● DIRECTIONS FOR THIS TASK
Rewrite every line from the one containing "I'm told the white" down to the one containing "0;136;654;345", increasing each bounding-box coordinate by 38 and leaving all other text unchanged.

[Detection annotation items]
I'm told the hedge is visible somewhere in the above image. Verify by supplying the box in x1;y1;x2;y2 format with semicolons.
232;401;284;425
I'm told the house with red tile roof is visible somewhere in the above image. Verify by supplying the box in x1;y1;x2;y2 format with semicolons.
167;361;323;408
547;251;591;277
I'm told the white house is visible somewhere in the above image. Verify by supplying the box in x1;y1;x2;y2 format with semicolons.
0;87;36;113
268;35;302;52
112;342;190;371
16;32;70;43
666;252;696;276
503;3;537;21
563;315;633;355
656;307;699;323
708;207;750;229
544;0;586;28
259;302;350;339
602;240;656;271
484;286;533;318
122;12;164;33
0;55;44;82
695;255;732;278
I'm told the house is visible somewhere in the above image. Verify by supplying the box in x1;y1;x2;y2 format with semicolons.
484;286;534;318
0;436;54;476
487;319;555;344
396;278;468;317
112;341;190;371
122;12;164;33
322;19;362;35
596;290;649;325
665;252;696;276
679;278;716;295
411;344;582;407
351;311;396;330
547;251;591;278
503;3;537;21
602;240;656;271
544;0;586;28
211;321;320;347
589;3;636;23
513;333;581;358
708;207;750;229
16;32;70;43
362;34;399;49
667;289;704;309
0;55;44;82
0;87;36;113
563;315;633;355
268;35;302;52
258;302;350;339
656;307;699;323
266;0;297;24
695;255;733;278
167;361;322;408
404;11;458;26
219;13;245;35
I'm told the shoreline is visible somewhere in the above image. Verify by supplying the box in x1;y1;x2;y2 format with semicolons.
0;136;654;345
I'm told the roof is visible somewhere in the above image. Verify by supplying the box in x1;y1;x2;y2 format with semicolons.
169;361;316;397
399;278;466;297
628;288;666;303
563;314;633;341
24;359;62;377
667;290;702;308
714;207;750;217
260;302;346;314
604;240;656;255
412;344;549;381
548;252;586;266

● FINAL RESULT
I'm told the white house is visible somewhere in the above image. Verify by supplying the box in x1;y1;x2;y2 format with semicolons.
38;125;74;151
306;73;340;90
150;380;228;409
54;70;108;81
704;290;734;314
541;41;575;59
601;353;671;393
694;345;737;361
746;245;788;267
582;38;624;66
297;340;388;377
640;278;694;309
522;324;571;356
160;50;202;71
38;93;82;120
733;293;770;316
I'm told the house is visible somewhere in the above image. Verify by supplying the box in x1;y1;x2;y2 format with semicolons.
522;324;572;356
38;474;92;514
525;357;593;382
434;316;506;355
150;379;228;409
160;50;202;71
360;57;400;73
634;328;687;363
703;290;734;314
717;316;754;333
449;382;620;445
389;349;434;368
585;289;629;316
541;41;575;59
640;278;694;309
582;38;624;66
249;359;358;385
627;41;674;61
551;371;619;396
746;245;788;267
54;70;108;81
400;72;437;87
705;327;742;347
38;93;82;120
38;125;74;151
601;353;671;393
306;73;340;90
296;340;388;377
694;345;737;361
304;38;335;62
733;293;771;316
205;399;360;446
442;49;496;64
257;51;283;73
I'm told the shoreline is visible somewhere in the above image. Verify by supplying the box in x1;y1;x2;y2 format with semicolons.
38;174;692;383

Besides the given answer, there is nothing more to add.